##### Excerpted records

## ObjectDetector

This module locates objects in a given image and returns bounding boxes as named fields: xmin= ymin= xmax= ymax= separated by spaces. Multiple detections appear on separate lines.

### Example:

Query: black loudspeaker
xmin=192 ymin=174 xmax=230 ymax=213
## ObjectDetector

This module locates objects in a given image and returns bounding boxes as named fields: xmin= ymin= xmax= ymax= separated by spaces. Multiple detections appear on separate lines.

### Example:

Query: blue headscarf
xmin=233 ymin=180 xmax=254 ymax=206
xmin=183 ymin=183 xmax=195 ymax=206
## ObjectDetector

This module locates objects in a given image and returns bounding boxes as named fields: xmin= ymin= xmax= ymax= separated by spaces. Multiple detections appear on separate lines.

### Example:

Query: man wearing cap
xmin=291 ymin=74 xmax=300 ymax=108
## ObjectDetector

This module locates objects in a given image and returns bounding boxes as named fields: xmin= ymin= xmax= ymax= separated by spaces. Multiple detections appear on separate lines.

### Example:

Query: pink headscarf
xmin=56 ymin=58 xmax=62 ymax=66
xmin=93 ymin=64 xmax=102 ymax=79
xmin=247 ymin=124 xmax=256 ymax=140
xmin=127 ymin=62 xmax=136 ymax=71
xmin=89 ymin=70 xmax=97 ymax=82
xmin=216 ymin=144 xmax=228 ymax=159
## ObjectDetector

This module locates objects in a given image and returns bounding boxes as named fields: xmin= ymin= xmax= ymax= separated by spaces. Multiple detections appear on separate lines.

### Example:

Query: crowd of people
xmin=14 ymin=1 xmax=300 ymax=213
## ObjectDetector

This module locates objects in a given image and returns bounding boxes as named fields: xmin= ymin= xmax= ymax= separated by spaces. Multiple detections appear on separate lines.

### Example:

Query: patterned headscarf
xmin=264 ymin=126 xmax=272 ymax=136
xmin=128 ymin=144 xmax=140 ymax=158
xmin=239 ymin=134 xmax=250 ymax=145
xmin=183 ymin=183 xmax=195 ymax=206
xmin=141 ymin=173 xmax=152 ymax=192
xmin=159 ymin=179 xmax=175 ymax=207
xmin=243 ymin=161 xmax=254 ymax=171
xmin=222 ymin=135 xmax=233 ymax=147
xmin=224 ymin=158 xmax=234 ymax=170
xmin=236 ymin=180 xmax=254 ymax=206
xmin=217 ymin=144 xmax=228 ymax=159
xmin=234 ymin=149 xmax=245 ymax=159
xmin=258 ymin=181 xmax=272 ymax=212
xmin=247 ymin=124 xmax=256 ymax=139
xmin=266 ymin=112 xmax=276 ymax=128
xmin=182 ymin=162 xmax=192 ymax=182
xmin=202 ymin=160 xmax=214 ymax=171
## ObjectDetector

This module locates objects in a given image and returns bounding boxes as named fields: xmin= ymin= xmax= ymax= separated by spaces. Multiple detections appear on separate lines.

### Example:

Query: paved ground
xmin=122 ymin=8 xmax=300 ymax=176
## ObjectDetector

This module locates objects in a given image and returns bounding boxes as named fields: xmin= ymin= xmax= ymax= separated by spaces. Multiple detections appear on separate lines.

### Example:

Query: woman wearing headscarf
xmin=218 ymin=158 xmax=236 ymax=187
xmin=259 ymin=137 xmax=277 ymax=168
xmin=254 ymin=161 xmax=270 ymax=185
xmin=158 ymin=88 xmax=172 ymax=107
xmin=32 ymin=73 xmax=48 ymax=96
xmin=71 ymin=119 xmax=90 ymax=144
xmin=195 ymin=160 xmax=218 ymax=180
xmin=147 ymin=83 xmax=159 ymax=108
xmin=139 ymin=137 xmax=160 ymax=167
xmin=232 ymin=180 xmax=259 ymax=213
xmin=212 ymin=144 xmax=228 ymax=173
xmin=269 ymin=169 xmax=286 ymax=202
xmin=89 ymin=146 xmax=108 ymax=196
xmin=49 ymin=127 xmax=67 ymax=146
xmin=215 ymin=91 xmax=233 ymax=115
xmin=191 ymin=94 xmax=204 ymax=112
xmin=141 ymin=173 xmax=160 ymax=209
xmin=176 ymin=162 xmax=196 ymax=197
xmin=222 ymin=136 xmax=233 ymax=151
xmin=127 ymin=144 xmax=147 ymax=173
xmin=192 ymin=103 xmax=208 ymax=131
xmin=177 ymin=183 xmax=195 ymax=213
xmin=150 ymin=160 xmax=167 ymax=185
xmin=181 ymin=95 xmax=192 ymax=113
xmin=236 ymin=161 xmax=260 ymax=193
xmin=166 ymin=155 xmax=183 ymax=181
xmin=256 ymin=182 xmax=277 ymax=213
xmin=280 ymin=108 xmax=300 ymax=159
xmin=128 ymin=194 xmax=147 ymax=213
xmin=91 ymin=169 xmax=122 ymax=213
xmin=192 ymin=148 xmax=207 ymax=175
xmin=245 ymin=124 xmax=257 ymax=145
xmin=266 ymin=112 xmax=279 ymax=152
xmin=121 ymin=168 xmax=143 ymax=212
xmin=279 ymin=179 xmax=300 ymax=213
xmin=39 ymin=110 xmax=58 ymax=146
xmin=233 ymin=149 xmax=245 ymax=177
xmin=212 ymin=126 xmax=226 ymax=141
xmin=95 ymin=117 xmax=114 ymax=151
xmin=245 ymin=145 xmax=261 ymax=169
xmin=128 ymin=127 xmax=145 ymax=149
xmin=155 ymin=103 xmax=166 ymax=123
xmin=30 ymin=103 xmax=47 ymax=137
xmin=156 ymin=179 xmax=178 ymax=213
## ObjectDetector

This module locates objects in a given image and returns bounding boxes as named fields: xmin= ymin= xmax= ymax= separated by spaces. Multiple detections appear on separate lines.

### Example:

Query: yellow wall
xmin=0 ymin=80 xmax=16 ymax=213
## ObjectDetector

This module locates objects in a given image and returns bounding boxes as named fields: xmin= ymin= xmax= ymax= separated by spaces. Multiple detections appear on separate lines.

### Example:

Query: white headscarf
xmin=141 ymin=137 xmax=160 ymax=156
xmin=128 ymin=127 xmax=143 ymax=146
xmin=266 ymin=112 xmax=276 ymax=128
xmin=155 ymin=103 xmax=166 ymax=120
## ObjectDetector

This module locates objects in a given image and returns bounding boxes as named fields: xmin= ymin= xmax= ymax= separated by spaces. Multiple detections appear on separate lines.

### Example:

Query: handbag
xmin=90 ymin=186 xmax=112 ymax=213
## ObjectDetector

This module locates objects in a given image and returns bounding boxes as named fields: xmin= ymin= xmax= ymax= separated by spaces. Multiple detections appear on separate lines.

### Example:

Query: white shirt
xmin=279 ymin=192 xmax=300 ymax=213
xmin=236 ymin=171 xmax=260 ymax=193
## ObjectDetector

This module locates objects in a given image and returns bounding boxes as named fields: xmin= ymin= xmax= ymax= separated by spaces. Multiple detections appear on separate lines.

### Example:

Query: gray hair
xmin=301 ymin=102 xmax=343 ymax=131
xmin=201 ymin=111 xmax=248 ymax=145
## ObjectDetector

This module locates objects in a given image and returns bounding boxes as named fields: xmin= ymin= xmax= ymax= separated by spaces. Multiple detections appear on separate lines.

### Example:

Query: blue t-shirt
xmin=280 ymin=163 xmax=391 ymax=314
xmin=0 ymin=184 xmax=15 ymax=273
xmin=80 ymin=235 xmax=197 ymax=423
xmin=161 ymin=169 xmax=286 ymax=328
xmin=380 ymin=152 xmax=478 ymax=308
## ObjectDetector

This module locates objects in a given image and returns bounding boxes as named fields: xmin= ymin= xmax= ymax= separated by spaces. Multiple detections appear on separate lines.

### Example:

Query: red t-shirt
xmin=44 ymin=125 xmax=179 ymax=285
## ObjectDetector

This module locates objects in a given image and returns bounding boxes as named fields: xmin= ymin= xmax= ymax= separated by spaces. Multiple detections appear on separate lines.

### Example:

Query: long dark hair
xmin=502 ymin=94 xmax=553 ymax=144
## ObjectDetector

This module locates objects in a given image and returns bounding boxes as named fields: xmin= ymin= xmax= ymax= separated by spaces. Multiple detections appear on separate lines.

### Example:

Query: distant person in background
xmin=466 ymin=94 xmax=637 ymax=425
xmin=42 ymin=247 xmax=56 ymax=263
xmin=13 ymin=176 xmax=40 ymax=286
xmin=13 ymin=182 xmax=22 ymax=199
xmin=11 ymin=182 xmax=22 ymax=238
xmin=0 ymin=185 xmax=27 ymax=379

##########

▸ **Problem description**
Report every line of the listing that contains the string "wearing". Case counts.

▸ **Task answer**
Query: man wearing cap
Query: woman wearing headscarf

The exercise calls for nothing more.